■ WHAT NEEDS TO BE DONE ■
The answer should contain all of the data, retyped without any alteration.

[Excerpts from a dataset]
+ + + + + + +

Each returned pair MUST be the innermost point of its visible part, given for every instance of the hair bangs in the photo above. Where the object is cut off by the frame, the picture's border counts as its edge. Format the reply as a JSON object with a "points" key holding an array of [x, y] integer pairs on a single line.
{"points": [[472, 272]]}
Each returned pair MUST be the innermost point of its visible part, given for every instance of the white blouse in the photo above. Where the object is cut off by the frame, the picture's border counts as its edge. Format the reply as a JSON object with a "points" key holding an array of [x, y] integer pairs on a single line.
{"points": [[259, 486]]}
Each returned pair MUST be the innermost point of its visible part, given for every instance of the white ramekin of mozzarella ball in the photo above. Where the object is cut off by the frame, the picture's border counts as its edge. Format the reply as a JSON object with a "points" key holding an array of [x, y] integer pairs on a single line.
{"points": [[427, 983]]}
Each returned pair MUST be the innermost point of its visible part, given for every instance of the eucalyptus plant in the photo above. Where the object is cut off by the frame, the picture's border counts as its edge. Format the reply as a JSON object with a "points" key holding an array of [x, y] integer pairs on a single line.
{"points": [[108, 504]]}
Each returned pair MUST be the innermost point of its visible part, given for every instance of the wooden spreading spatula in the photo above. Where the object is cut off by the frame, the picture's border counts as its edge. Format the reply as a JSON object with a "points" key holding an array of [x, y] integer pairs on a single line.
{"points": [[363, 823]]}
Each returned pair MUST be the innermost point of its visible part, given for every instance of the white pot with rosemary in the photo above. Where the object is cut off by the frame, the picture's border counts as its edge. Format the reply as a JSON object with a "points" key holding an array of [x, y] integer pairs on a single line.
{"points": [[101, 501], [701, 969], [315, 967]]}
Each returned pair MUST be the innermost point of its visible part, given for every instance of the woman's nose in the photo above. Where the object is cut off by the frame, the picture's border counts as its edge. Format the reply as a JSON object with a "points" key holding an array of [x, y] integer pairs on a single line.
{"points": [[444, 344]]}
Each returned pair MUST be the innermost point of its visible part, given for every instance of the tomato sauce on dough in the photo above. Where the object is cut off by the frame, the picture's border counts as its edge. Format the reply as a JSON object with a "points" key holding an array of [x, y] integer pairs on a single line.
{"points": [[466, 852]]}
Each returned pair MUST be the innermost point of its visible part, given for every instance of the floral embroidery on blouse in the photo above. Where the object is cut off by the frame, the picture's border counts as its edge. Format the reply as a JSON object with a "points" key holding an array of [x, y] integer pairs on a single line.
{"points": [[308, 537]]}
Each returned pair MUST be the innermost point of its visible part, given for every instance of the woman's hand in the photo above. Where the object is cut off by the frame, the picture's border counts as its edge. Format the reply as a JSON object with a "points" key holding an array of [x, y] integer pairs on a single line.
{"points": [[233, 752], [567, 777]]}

+ + + + + + +

■ TASK RESPONSE ■
Each returned pair MUST be the innermost point of its visible part, given for every instance of the hair bangs in the photo above. Where the object is cut off by the frame, the picture's border counts as its edge. Format the reply as a JSON object with a "points" key holding an array of [x, y] integer pairs on a single line.
{"points": [[472, 272]]}
Each returned pair MUST be the innermost point of its visible part, given for every instance of the white blouse in the photo above. Where the object is cut off by the frame, the picture's border counts as its edge. Format the reply as a JSON object with a "points" key holding an array of [x, y] integer pairs on a single line.
{"points": [[259, 486]]}
Each returned pair MUST be the innermost point of its visible part, given for every instance of the white ramekin of mozzarella ball in the photo above. Where the object is cut off by the frame, the picture's border counts as its edge. Format the reply as a JSON object with a "points" key holding an array of [x, y] integer pairs on a single line.
{"points": [[427, 983]]}
Each returned pair MUST be the innermost point of its visible part, given for every instance of the eucalyptus plant in the photo above. Where the object is cut off by the frame, the picture's border counts as its edge. Format the reply as a JSON object with a "points" key holding an array of [x, y] integer pairs on a single line.
{"points": [[108, 504]]}
Each returned pair MUST be the innermost point of its visible part, given for every instance of the wooden spreading spatula in the photo above. Where the object is cut off by the frame, the picture's border counts as its edge. Format the reply as a JSON object with a "points" key holding an array of [x, y] integer pairs on a single line.
{"points": [[363, 823]]}
Each returned pair MUST be the innermost point of its visible part, given for every instance of the white pot with rosemary in the photo above. Where the object is cut off by the frame, the picture's border counts as its edge. Format the reply as a JSON object with a "points" key holding an array of [x, y] integer pairs on a single line.
{"points": [[101, 501], [701, 969], [315, 967]]}
Each returned pair MUST be the innermost point of its visible part, given for every instance of the woman's nose in the photo above. Where the object is cut off by the frame, the picture's border counts as its edge. Format the reply as a JSON object with a "points" key holding an array of [x, y] integer pairs on a single line.
{"points": [[444, 344]]}
Each returned pair MUST be the innermost point of its visible part, given for every instance of the tomato sauce on dough in the photo above. Where the object is cut off by the frame, the picture's border counts as its edge. Format the reply as a JSON object with a "points" key holding an array of [x, y] integer pairs on a single line.
{"points": [[466, 852]]}
Each returned pair MUST be the innermost point of its visible part, given for every instance of the floral embroidery on blouse in the photo above. Where the object is cut off by the frame, the picture's border counts as its edge. Format the reply as a JSON object with a "points" key holding an array of [x, y] integer pairs on a single line.
{"points": [[308, 537]]}
Each returned pair MUST be the innermost point of its visible part, given for every instance of the woman's hand in the photo above. Where the object is cut off by the frame, the picture's border counts as its edge. Format the reply as a JSON object with a "points" key holding an array of [x, y] integer pairs on a single line.
{"points": [[233, 752], [567, 777]]}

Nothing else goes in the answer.